◆ ЧТО НУЖНО СДЕЛАТЬ:
1 > Выведите дословно фрагмент текста о смысле слов и искусстве, начиная со слов «Вот тут и выступает» и заканчивая словами «нас ясный смысл.».
2 > Определите, согласуется ли с текстом о смысле слов и искусстве каждое из утверждений ниже, и для каждого ответьте «да» или «нет», дословно приведя решающие слова текста. (a) Смысл слов состоит в их отсылке к вещам. (b) Выдуманному мы доверяем меньше, чем описанию реальности. (c) Чтобы ответить, какие поступки греховны, нужно привести пример поступка.

◆ ТЕКСТ СТРАНИЦЫ:

-*-*-

ІІІ
Когда мы нечто говорим о происходящем в мире, то в нашей речи можно выделить слова, их смысл и вещи, которые мы имеем в виду. Смысл слов и состоит в отсылке слов к вещам. То есть смысл – это тот способ, которым мы словами указываем на вещи. Одно и то же слово (или выражение) может указывать на разные вещи, то есть иметь разный смысл, в устах различных людей и при различных обстоятельствах. И, с другой стороны, одна и та же вещь может иметься в виду разными людьми, когда они употребляют различные слова. Как же понять значение слова? По-видимому, следует учесть все эти обстоятельства и описать их. Тогда слово станет ясным. Но ведь описание этих обстоятельств не менее проблематично. Трудность представляется неразрешимой.
Вот тут и выступает на первый план искусство. «Фантастическая», «выдуманная» сторона искусства – это следствие его организации, при которой каждый чувствует к нему абсолютное доверие. Абсолютное доверие можно питать только к выдуманному, ибо только в «выдуманном» мы совершенно доверяем словам. При описании реальности мы всегда склонны сомневаться в точности и достоверности передачи и в нашей способности понимания. Но если мы имеем описание некоторой ситуации в произведении искусства, то мы вполне доверяем ей, так как критика лишена смысла, – а затем мы можем опознать сходную с ней ситуацию в реальности. И тогда услышанное в опознанной ситуации слово приобретает для нас ясный смысл.
Если, например, мы обладаем знанием о грехе и в то же время знанием нашей повседневной жизни, то мы вряд ли преуспеем, если начнем разделять эти две «языковые игры» или, скажем, «возьмем на себя две различные исторически данные возможности». Скорее, для нас будет существенен вопрос: какие поступки, известные вам из повседневности, являются греховными, а какие – нет? Очевидно, что для ответа на этот вопрос нам следует привести пример какого-либо поступка, то есть описать его и затем показать его греховность. На такой пример может последовать возражение в виде некоторого описания и т. д. То, что мы получим, уже есть на деле художественная литература. И теперь, когда мы хотим определить, является ли «тот или иной» реально совершенный поступок греховным, мы попытаемся приложить к нему какой-нибудь из имеющихся у нас примеров, относительно которых достигнуто некоторое согласие или, во всяком случае, достаточная ясность.

-*-*-

◆ ПРЕДОСТАВЛЕННЫЕ МАТЕРИАЛЫ:
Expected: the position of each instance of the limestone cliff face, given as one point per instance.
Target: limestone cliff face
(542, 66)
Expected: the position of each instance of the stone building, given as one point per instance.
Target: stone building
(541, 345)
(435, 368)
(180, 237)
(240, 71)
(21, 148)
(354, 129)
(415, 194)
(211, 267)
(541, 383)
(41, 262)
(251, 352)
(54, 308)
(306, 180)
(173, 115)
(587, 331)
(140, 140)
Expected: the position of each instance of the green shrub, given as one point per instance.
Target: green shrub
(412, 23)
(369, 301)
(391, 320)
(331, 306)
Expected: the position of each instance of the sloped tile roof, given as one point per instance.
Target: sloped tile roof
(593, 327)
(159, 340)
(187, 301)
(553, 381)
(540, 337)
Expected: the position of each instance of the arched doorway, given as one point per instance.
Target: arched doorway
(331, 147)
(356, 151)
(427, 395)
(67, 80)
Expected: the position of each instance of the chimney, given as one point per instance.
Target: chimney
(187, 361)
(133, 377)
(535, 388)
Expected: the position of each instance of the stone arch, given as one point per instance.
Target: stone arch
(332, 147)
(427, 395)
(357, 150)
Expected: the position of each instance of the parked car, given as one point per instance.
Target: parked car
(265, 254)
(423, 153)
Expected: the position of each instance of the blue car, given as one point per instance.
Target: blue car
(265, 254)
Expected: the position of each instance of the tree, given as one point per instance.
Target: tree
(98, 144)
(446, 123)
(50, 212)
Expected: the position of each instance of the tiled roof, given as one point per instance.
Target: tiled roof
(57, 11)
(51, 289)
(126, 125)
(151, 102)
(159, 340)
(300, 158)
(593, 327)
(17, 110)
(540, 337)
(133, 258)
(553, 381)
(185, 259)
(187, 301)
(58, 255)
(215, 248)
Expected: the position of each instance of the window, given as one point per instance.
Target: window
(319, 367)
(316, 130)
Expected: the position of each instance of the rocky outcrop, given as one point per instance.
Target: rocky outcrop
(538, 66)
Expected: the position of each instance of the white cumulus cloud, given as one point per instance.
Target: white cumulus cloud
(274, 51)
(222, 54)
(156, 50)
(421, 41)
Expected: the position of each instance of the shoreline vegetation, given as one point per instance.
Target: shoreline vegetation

-*-*-

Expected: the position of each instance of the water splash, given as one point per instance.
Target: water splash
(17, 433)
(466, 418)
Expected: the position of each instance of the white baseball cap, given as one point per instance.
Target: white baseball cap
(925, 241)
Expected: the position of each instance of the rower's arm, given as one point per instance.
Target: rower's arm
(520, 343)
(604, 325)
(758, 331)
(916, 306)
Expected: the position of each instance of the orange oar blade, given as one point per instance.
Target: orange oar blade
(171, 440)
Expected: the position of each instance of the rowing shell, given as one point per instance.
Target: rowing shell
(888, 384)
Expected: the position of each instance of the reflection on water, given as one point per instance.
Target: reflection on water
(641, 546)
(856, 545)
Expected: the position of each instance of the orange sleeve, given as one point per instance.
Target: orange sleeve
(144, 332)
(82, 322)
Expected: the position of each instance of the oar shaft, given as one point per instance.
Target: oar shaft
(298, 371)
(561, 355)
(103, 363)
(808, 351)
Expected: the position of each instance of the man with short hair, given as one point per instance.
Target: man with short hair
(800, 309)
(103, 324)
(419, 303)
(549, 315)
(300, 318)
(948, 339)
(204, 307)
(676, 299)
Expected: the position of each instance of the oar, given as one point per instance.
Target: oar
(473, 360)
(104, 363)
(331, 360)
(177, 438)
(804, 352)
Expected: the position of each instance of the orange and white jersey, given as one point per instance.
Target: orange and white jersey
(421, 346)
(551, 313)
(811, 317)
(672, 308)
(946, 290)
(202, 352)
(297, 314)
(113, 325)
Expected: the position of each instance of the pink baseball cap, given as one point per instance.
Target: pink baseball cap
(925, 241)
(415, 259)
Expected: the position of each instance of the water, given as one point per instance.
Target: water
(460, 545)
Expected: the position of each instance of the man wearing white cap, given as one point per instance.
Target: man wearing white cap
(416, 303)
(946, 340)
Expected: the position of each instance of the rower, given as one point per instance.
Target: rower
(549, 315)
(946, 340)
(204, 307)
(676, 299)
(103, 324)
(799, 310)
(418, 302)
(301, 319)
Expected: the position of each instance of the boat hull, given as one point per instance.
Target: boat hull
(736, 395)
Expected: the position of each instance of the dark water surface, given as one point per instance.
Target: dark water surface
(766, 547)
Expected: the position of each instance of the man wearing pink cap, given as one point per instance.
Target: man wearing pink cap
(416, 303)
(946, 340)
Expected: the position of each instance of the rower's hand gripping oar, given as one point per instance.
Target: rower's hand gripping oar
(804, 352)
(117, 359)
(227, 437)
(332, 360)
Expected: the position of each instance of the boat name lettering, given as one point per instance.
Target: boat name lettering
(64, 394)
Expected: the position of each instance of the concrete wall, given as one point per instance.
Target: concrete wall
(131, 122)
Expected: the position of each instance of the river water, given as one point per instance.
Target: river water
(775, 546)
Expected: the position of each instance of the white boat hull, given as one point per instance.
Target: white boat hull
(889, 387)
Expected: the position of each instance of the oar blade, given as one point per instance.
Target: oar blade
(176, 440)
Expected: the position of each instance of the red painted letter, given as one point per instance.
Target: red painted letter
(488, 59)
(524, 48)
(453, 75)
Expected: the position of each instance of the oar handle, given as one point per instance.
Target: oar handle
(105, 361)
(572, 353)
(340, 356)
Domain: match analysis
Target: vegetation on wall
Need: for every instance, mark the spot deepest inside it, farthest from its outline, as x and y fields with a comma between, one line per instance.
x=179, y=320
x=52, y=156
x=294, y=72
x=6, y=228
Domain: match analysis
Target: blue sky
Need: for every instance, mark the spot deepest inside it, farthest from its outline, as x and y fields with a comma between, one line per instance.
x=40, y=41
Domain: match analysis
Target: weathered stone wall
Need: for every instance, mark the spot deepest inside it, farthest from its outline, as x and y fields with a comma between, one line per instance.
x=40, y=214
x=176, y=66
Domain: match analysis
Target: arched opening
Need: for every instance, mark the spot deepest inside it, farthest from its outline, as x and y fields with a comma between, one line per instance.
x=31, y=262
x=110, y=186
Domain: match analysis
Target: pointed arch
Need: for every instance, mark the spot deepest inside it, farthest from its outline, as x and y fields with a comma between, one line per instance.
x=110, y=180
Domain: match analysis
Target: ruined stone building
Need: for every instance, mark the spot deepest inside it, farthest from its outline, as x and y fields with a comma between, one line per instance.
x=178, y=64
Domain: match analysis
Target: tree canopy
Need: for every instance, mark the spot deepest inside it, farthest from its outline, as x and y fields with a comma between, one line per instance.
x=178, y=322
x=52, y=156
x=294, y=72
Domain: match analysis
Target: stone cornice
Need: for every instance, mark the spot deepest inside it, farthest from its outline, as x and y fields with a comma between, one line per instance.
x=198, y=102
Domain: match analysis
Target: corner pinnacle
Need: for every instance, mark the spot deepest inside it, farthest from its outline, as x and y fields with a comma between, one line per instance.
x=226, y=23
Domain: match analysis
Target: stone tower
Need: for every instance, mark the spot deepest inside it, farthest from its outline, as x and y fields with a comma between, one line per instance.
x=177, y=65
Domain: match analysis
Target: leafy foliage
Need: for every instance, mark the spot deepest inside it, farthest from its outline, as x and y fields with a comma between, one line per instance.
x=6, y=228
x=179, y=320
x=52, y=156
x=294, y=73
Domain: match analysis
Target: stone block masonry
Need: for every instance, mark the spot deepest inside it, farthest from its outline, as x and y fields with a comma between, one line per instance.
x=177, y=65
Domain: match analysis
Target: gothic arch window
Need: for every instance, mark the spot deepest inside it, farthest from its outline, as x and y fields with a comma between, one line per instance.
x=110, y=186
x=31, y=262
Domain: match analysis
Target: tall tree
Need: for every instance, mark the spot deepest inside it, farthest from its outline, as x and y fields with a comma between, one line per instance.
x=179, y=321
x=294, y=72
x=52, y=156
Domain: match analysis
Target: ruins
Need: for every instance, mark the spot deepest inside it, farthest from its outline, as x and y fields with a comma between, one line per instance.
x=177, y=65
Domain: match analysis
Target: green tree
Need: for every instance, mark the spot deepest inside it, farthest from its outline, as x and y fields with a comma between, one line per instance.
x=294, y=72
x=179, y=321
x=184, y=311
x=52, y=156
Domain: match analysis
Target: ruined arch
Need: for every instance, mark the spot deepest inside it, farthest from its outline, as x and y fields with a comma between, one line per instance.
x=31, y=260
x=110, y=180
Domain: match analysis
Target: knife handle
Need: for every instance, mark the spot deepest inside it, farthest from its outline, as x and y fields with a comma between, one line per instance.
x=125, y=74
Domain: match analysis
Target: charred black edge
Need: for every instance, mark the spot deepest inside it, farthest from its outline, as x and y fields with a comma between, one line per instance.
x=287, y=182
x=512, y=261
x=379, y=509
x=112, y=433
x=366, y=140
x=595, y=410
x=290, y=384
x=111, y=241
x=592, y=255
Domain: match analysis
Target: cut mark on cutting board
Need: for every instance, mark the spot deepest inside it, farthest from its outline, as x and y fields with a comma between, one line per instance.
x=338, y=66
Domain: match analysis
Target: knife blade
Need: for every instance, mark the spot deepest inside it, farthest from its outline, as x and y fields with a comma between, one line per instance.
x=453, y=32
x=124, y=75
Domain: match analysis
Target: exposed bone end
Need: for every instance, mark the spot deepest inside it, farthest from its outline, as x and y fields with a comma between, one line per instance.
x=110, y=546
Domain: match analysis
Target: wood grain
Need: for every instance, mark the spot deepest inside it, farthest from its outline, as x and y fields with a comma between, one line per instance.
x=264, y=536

-*-*-

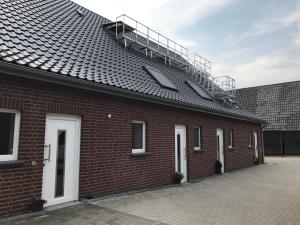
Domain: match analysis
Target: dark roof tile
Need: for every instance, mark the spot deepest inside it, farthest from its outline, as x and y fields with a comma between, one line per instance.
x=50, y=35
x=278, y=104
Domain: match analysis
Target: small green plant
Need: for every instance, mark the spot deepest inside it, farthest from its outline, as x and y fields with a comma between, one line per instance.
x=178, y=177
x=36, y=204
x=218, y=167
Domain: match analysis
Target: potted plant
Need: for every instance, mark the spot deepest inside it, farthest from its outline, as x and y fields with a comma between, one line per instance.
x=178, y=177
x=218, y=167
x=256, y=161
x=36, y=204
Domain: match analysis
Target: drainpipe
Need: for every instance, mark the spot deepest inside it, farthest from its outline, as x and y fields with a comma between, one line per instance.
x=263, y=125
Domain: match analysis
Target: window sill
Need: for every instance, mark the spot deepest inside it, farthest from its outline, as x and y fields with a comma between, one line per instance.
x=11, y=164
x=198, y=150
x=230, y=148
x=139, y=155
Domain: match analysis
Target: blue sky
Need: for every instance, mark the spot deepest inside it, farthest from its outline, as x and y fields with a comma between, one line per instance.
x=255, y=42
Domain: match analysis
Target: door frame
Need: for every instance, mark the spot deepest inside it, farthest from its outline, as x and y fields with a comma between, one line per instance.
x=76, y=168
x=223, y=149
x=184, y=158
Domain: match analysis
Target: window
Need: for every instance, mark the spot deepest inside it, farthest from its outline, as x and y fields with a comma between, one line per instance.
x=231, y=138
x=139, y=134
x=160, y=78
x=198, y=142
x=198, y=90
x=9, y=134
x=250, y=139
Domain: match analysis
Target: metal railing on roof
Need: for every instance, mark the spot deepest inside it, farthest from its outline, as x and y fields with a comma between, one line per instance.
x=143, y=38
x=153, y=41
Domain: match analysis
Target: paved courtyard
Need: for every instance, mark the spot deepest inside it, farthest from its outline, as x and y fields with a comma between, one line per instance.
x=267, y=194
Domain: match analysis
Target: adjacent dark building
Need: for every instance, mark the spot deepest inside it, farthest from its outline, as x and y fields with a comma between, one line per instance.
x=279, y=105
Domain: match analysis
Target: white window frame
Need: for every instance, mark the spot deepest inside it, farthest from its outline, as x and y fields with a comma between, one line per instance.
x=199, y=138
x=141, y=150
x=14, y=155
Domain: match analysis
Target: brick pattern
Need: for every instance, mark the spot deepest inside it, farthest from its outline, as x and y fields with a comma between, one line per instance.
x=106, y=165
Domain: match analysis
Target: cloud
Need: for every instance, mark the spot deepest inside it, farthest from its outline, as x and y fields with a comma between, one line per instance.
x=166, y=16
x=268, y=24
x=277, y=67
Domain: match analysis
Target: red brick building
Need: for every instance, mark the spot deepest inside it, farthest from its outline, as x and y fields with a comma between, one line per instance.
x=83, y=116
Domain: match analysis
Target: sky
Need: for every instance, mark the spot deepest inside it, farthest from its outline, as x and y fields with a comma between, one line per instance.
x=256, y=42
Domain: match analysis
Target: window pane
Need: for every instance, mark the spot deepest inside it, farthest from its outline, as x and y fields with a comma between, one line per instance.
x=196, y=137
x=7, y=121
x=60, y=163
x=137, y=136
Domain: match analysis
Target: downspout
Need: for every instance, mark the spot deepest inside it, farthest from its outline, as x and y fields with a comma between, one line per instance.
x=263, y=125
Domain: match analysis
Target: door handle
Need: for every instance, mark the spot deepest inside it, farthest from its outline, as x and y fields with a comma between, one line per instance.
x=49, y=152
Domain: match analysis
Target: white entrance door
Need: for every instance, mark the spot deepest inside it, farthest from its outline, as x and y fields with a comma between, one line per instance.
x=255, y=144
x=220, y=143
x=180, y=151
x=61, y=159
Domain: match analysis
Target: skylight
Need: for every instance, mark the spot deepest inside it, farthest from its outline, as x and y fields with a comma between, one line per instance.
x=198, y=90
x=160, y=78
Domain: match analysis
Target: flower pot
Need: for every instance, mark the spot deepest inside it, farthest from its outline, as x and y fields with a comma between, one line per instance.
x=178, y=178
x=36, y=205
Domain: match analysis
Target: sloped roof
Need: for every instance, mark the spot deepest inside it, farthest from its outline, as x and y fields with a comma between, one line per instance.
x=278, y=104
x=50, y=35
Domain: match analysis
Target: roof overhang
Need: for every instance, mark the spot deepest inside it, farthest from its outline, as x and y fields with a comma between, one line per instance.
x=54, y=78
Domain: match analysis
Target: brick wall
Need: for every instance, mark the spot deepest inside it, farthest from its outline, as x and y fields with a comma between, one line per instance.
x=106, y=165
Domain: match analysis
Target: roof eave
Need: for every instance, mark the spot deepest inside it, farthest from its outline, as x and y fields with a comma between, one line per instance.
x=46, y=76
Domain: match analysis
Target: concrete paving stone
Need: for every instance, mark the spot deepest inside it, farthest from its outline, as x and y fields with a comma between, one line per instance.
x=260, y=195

-*-*-

◆ ПОЛНЫЕ ОТВЕТЫ:
1 >
Вот тут и выступает на первый план искусство. «Фантастическая», «выдуманная» сторона искусства – это следствие его организации, при которой каждый чувствует к нему абсолютное доверие. Абсолютное доверие можно питать только к выдуманному, ибо только в «выдуманном» мы совершенно доверяем словам. При описании реальности мы всегда склонны сомневаться в точности и достоверности передачи и в нашей способности понимания. Но если мы имеем описание некоторой ситуации в произведении искусства, то мы вполне доверяем ей, так как критика лишена смысла, – а затем мы можем опознать сходную с ней ситуацию в реальности. И тогда услышанное в опознанной ситуации слово приобретает для нас ясный смысл.

2 >
(a) Да: «Смысл слов и состоит в отсылке слов к вещам».
(b) Нет: «Абсолютное доверие можно питать только к выдуманному, ибо только в „выдуманном“ мы совершенно доверяем словам».
(c) Да: «для ответа на этот вопрос нам следует привести пример какого-либо поступка».